** Short exercise **
Copy verbatim the lines of the listing below, from the line containing "Annotation task — identify one point per instance of the dirt" through the end of the listing, with both ends included.

* * * * *

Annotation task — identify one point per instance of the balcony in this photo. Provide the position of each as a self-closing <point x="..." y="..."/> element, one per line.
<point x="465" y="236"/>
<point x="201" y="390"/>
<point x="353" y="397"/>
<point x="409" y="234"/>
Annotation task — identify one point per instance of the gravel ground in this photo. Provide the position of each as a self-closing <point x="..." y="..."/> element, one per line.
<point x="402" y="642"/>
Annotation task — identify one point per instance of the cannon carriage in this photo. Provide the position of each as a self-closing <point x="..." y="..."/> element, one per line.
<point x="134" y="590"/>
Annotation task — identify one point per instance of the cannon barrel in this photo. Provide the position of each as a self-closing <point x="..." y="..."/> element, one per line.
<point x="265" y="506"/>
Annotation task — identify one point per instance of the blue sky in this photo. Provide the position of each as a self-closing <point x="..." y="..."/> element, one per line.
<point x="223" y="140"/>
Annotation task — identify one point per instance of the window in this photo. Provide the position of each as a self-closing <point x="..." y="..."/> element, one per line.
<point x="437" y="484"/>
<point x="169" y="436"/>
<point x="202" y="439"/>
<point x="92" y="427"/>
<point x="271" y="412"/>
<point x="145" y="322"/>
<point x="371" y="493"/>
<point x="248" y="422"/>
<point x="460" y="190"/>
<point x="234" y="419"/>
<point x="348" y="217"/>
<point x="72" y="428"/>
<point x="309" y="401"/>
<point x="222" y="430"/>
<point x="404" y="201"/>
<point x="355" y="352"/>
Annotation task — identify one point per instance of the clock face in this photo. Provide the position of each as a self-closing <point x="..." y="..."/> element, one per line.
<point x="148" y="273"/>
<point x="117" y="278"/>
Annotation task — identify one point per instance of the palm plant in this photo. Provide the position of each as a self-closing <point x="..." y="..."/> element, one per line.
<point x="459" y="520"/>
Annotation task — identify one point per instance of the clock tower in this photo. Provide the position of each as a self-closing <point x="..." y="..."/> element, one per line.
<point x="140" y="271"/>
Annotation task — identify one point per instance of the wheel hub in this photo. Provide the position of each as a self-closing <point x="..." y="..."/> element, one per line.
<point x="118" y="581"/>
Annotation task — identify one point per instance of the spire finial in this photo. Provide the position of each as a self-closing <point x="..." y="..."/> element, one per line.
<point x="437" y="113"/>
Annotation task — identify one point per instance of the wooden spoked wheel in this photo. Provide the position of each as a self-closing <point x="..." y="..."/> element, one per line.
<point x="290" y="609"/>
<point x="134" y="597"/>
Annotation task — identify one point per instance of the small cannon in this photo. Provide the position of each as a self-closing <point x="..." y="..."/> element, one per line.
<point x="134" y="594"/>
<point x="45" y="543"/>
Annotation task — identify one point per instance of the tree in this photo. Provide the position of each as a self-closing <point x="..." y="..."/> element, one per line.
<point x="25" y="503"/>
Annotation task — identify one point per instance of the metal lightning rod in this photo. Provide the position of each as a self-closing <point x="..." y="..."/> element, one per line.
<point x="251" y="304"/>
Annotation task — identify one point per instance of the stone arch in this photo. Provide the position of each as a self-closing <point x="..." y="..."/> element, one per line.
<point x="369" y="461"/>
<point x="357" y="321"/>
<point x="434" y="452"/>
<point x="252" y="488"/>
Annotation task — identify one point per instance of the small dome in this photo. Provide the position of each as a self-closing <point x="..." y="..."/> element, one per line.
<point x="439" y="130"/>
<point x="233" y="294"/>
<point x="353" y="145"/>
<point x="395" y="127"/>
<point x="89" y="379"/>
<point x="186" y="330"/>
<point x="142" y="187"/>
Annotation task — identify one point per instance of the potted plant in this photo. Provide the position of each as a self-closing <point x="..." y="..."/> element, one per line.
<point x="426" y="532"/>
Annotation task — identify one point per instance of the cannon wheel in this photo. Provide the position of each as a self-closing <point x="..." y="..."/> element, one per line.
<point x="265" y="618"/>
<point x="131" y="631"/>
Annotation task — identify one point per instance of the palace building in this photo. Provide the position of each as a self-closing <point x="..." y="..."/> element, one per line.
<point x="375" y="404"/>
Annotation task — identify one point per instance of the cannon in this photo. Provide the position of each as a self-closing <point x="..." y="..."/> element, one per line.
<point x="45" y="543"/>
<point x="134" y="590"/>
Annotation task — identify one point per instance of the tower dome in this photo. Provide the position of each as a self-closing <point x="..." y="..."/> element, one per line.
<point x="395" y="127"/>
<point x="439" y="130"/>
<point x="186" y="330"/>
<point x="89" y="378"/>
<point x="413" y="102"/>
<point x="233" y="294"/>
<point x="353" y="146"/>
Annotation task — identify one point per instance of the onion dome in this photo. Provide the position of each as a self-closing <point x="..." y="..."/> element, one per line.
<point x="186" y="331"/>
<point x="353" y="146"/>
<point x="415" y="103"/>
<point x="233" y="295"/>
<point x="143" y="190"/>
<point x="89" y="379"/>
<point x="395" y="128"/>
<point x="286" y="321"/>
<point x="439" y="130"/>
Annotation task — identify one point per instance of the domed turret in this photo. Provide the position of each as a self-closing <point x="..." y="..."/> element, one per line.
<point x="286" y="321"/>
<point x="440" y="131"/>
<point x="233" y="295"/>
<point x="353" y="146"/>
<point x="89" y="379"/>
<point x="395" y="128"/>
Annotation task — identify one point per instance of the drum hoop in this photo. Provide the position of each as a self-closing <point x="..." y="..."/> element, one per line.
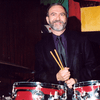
<point x="35" y="84"/>
<point x="86" y="83"/>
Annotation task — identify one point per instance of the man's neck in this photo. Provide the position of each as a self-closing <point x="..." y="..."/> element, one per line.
<point x="58" y="33"/>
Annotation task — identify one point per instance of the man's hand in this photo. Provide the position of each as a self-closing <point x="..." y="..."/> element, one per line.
<point x="63" y="75"/>
<point x="70" y="82"/>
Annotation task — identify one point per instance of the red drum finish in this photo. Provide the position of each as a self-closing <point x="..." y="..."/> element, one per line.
<point x="87" y="90"/>
<point x="35" y="90"/>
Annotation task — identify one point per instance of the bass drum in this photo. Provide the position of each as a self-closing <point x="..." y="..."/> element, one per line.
<point x="87" y="90"/>
<point x="36" y="90"/>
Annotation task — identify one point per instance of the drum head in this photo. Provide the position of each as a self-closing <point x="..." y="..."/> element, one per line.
<point x="35" y="84"/>
<point x="87" y="83"/>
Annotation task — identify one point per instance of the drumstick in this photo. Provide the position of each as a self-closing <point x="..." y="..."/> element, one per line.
<point x="55" y="59"/>
<point x="59" y="59"/>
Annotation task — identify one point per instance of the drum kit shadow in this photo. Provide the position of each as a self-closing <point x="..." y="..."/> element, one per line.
<point x="30" y="90"/>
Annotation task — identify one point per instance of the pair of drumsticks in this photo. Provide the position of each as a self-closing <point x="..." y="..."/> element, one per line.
<point x="58" y="62"/>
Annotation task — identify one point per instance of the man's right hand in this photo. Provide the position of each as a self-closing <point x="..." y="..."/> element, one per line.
<point x="63" y="75"/>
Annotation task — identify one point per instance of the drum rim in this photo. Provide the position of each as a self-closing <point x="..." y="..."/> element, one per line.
<point x="35" y="84"/>
<point x="86" y="83"/>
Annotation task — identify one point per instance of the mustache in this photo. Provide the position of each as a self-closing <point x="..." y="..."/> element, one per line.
<point x="58" y="21"/>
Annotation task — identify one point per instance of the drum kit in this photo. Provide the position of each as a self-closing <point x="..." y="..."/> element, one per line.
<point x="25" y="90"/>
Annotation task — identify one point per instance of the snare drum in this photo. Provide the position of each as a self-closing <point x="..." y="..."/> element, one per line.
<point x="87" y="90"/>
<point x="35" y="90"/>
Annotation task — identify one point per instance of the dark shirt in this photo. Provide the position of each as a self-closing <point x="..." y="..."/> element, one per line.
<point x="64" y="41"/>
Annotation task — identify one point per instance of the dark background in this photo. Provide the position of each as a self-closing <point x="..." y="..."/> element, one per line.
<point x="20" y="30"/>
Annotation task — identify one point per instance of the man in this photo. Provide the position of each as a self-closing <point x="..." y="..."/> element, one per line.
<point x="80" y="60"/>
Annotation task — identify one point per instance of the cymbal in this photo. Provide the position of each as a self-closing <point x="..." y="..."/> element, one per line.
<point x="14" y="68"/>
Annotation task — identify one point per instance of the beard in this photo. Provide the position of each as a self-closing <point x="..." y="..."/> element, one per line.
<point x="57" y="27"/>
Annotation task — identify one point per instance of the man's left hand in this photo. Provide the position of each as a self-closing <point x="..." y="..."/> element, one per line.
<point x="70" y="82"/>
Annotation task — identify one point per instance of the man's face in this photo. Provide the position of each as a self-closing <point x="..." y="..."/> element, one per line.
<point x="57" y="18"/>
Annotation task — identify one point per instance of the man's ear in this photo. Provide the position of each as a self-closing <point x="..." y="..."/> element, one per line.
<point x="47" y="19"/>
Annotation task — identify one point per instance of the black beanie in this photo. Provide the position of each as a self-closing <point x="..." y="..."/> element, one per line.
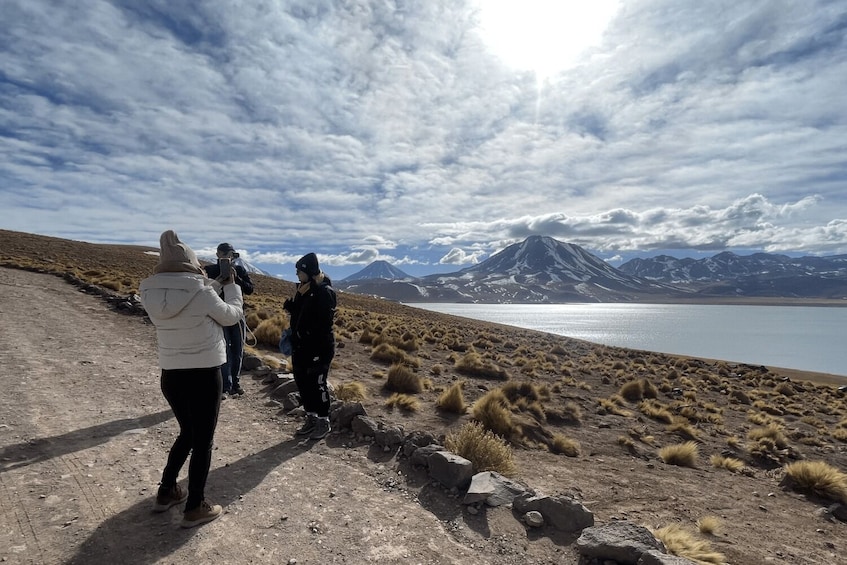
<point x="309" y="265"/>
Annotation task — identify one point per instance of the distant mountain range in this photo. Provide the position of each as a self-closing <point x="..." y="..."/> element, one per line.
<point x="544" y="270"/>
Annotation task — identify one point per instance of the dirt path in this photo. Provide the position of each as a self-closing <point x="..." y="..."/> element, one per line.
<point x="84" y="432"/>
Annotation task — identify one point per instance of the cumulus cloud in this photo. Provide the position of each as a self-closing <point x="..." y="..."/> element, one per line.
<point x="370" y="130"/>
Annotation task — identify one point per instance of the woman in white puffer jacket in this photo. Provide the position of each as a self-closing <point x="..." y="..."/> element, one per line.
<point x="189" y="317"/>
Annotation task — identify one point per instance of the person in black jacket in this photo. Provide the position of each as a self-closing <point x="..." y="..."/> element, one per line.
<point x="312" y="311"/>
<point x="234" y="335"/>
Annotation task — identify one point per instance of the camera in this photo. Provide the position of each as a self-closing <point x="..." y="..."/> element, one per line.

* * * * *

** Solution to this exercise **
Annotation task — identify one point per instance of the dirt path in this photo. Provide the position of each as a self-closing <point x="..." y="..."/> element, one per line.
<point x="84" y="432"/>
Annotation task — identify one point per instance of the cumulus cloud in this photo. Provide the position of each as a self-closing <point x="..." y="..."/> element, one per line.
<point x="370" y="130"/>
Annotation task — identify one point per instance of the woman in white puffer jacket in this photo. Provide the position of each as a self-closing <point x="..." y="..."/> element, one per line.
<point x="189" y="317"/>
Annotation task — identify one point per instance of the person in black jacket in this photo. Provide the position of each as a self-closing <point x="..." y="..."/> element, one per line.
<point x="312" y="311"/>
<point x="234" y="335"/>
Annotation task — identify one point per instance of the camera in this photo. Provide the position of each as a self-closing <point x="..." y="..."/> element, one per line.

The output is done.